REQUIREMENT. Render every line of the material below as a numbered list, leaving out any blank lines.
--- Start of PROVIDED ENTRIES ---
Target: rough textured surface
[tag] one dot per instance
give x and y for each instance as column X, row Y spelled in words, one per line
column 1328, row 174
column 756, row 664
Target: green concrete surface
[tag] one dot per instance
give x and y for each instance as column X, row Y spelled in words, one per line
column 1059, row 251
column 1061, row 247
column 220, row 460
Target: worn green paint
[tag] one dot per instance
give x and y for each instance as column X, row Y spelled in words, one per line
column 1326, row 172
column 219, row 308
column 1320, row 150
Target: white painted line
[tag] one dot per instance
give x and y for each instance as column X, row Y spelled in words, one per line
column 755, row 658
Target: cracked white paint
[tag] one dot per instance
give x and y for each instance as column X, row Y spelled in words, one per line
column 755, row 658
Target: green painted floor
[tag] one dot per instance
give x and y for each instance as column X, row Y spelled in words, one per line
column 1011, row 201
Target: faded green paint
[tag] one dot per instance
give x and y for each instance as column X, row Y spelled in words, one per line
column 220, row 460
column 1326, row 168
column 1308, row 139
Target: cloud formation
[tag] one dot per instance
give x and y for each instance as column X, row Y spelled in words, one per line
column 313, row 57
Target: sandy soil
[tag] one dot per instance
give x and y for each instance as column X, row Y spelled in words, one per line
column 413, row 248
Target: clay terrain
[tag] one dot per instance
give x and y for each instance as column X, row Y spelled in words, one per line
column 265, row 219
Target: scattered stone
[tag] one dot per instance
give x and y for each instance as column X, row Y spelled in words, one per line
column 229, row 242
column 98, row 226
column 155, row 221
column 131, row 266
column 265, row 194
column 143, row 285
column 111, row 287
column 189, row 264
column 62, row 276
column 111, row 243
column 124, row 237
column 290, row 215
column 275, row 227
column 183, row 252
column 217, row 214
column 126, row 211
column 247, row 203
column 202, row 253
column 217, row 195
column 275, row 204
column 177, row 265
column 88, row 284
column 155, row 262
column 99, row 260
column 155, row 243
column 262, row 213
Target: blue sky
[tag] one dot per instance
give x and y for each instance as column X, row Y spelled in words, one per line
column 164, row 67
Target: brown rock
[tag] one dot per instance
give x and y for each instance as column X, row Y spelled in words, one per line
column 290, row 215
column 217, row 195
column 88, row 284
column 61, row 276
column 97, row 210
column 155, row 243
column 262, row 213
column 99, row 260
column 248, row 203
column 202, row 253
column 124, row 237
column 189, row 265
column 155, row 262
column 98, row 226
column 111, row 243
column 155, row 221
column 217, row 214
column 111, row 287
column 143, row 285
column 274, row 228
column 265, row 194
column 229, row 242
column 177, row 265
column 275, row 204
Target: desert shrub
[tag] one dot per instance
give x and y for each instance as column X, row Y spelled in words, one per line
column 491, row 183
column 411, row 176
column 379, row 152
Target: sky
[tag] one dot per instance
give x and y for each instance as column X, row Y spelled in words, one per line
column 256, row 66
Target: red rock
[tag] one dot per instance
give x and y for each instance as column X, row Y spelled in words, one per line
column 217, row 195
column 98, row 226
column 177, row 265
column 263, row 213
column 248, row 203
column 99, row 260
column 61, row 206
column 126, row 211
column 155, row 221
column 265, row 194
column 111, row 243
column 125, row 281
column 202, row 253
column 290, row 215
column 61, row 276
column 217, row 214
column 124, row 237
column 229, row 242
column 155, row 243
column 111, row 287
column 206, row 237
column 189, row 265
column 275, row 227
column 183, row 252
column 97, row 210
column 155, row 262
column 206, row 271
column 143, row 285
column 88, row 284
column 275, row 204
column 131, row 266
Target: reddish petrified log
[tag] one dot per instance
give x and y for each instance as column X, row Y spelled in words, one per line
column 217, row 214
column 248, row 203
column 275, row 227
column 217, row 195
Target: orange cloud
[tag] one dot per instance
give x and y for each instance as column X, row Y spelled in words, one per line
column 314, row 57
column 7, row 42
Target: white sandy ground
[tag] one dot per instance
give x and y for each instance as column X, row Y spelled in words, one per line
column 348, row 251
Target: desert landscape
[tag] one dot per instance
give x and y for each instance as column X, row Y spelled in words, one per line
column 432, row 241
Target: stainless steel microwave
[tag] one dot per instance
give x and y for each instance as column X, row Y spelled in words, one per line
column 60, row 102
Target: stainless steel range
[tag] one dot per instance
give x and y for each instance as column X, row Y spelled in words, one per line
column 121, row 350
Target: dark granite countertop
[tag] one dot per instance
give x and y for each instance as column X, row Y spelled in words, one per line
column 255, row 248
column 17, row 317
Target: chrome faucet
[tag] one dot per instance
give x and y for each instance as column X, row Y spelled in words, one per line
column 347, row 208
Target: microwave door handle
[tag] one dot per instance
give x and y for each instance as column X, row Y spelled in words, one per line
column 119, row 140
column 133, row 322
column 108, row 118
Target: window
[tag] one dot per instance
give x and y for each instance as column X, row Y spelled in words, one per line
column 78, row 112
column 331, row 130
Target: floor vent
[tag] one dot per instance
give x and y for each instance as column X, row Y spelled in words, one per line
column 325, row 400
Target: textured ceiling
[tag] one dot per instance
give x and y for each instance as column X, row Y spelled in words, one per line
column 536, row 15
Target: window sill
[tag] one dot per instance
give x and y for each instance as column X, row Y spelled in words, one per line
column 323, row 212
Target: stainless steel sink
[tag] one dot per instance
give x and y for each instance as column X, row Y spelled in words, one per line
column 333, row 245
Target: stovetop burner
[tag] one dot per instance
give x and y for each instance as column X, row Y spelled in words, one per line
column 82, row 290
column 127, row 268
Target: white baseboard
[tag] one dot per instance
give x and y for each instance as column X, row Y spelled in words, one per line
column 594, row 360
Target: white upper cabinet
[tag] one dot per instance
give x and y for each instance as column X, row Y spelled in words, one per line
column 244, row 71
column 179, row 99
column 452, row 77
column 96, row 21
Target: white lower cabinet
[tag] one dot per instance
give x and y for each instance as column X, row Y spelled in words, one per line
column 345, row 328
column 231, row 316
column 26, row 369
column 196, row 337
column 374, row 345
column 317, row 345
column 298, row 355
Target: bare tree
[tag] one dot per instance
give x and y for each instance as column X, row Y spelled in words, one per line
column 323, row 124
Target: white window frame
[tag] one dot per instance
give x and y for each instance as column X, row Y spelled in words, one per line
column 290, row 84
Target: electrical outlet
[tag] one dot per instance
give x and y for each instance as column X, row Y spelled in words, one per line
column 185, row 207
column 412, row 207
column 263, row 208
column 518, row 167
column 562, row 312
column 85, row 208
--- End of PROVIDED ENTRIES ---
SOLUTION TO THIS TASK.
1. Target: rough textured surface
2. [tag] one dot per instance
3. give x and y for each instance as column X, row Y spelled in words, one per line
4. column 1328, row 174
5. column 756, row 664
6. Target: green concrete surface
7. [tag] one dot per instance
8. give x and y for each instance as column X, row Y spelled in words, one per line
9. column 1059, row 251
10. column 1061, row 247
11. column 220, row 460
12. Target: worn green paint
13. [tag] one dot per instance
14. give x and y for each instance as column X, row Y spelled in words, one per line
15. column 1326, row 172
16. column 219, row 308
17. column 1320, row 150
18. Target: white painted line
19. [tag] one dot per instance
20. give x and y for each instance as column X, row Y spelled in words, one per line
21. column 755, row 658
22. Target: cracked white paint
23. [tag] one dot per instance
24. give x and y for each instance as column X, row Y spelled in words, one per line
25. column 755, row 658
26. Target: green painted floor
27. [tag] one dot per instance
28. give x and y for each instance as column X, row Y spelled in words, one per line
29. column 1011, row 201
30. Target: faded green paint
31. [tag] one dot per instance
32. give x and y for each instance as column X, row Y spelled in words, one per line
33. column 220, row 460
34. column 1326, row 168
35. column 1308, row 139
36. Target: cloud formation
37. [tag] one dot per instance
38. give x and y for each instance as column X, row Y spelled in words, one per line
39. column 313, row 57
40. Target: sandy soil
41. [tag] one dot per instance
42. give x and y for each instance as column X, row Y spelled in words, one per line
43. column 413, row 248
44. Target: clay terrain
45. [tag] one dot per instance
46. give x and y for each instance as column X, row Y spelled in words, one per line
47. column 265, row 219
48. Target: scattered stone
49. [tag] one dot per instance
50. give x and y for each instance as column X, row Y spelled in words, one per line
51. column 229, row 242
52. column 98, row 226
53. column 155, row 221
54. column 131, row 266
55. column 265, row 194
56. column 143, row 285
57. column 111, row 287
58. column 189, row 264
59. column 62, row 276
60. column 111, row 243
61. column 124, row 237
62. column 290, row 215
63. column 275, row 227
64. column 183, row 252
65. column 217, row 214
66. column 126, row 211
67. column 247, row 203
68. column 202, row 253
69. column 217, row 195
70. column 275, row 204
71. column 177, row 265
72. column 88, row 284
73. column 155, row 262
74. column 99, row 260
75. column 155, row 243
76. column 262, row 213
77. Target: blue sky
78. [tag] one dot per instance
79. give x and y for each instance as column X, row Y spelled in words, one per line
80. column 164, row 67
81. Target: brown rock
82. [tag] one dot per instance
83. give x and y for each instance as column X, row Y spelled in words, one per line
84. column 290, row 215
85. column 217, row 195
86. column 88, row 284
87. column 61, row 276
88. column 97, row 210
89. column 155, row 243
90. column 262, row 213
91. column 99, row 260
92. column 248, row 203
93. column 202, row 253
94. column 124, row 237
95. column 189, row 265
96. column 155, row 262
97. column 98, row 226
98. column 111, row 243
99. column 155, row 221
100. column 217, row 214
101. column 111, row 287
102. column 143, row 285
103. column 274, row 228
104. column 265, row 194
105. column 229, row 242
106. column 177, row 265
107. column 275, row 204
108. Target: desert shrub
109. [tag] one dot per instance
110. give x and y for each instance as column X, row Y spelled in words, one per line
111. column 491, row 183
112. column 411, row 176
113. column 379, row 152
114. Target: sky
115. [tag] one dot per instance
116. give x and y for each instance as column X, row Y spelled in words, one per line
117. column 256, row 66
118. Target: red rock
119. [tag] one dot per instance
120. give x and y for each instance as column X, row Y spelled in words, one per line
121. column 217, row 195
122. column 98, row 226
123. column 177, row 265
124. column 263, row 213
125. column 248, row 203
126. column 99, row 260
127. column 61, row 206
128. column 126, row 211
129. column 155, row 221
130. column 265, row 194
131. column 111, row 243
132. column 125, row 281
133. column 202, row 253
134. column 290, row 215
135. column 61, row 276
136. column 217, row 214
137. column 124, row 237
138. column 229, row 242
139. column 155, row 243
140. column 111, row 287
141. column 206, row 237
142. column 189, row 265
143. column 275, row 227
144. column 183, row 252
145. column 97, row 210
146. column 155, row 262
147. column 206, row 271
148. column 143, row 285
149. column 88, row 284
150. column 275, row 204
151. column 131, row 266
152. Target: reddish petrified log
153. [tag] one dot per instance
154. give x and y for each instance as column X, row Y spelled in words, one per line
155. column 217, row 214
156. column 248, row 203
157. column 275, row 227
158. column 217, row 195
159. Target: orange cloud
160. [tag] one dot per instance
161. give x and y for each instance as column X, row Y spelled in words, one per line
162. column 314, row 57
163. column 7, row 42
164. Target: white sandy ground
165. [tag] one dot per instance
166. give x and y for each instance as column X, row Y spelled in words, one per line
167. column 348, row 251
168. Target: desert landscape
169. [tag] one dot per instance
170. give x and y for each instance as column X, row Y spelled in words, one per line
171. column 432, row 241
172. Target: stainless steel microwave
173. [tag] one dot per instance
174. give x and y for each instance as column X, row Y spelled in words, one per line
175. column 60, row 102
176. Target: stainless steel range
177. [tag] one dot per instance
178. give x and y for each instance as column X, row Y spelled in words, one per line
179. column 121, row 350
180. Target: dark granite countertop
181. [tag] one dot per instance
182. give x and y for each instance as column X, row Y spelled in words, one per line
183. column 255, row 248
184. column 17, row 317
185. Target: chrome faucet
186. [tag] one dot per instance
187. give x and y for each instance as column X, row Y spelled in words, one per line
188. column 347, row 208
189. Target: microwave door handle
190. [tag] one dot per instance
191. give x and y for each instance as column X, row Y spelled in words, one per line
192. column 119, row 140
193. column 133, row 322
194. column 108, row 118
195. Target: window
196. [tag] one dot per instance
197. give x and y for each instance as column X, row Y spelled in words, one per line
198. column 78, row 112
199. column 331, row 130
200. Target: floor vent
201. [tag] one dot per instance
202. give x and y for each instance as column X, row Y spelled in words, one per line
203. column 325, row 400
204. Target: textured ceiling
205. [tag] one dot per instance
206. give x and y for each instance as column X, row Y spelled in words, one per line
207. column 536, row 15
208. Target: window sill
209. [tag] one dot per instance
210. give x and y for each instance as column X, row Y spelled in words, one per line
211. column 323, row 212
212. Target: stainless steel sink
213. [tag] one dot per instance
214. give x and y for each instance as column X, row Y spelled in words, one per line
215. column 333, row 245
216. Target: stovetop burner
217. [tag] one dot per instance
218. give x and y for each instance as column X, row Y spelled in words, one per line
219. column 82, row 290
220. column 127, row 268
221. Target: white baseboard
222. [tag] one dot per instance
223. give x and y for each instance as column X, row Y spelled in words, one per line
224. column 594, row 360
225. Target: white upper cabinet
226. [tag] one dot per instance
227. give x and y for each instance as column X, row Y spelled in words, one per line
228. column 244, row 71
229. column 179, row 99
230. column 452, row 77
231. column 96, row 21
232. Target: white lower cabinet
233. [tag] one dot per instance
234. give x and y for each instance as column X, row Y spelled in words, one per line
235. column 345, row 328
236. column 231, row 316
237. column 26, row 369
238. column 196, row 337
239. column 374, row 345
240. column 317, row 345
241. column 298, row 355
242. Target: bare tree
243. [tag] one dot per instance
244. give x and y for each instance as column X, row Y spelled in words, one per line
245. column 323, row 124
246. Target: white window frame
247. [tag] one dot per instance
248. give x and y for each instance as column X, row Y spelled in words, one per line
249. column 290, row 84
250. Target: electrical outlet
251. [tag] one dot per instance
252. give x and y for each instance as column X, row Y spelled in words, one per line
253. column 185, row 207
254. column 412, row 207
255. column 263, row 208
256. column 518, row 167
257. column 562, row 312
258. column 85, row 208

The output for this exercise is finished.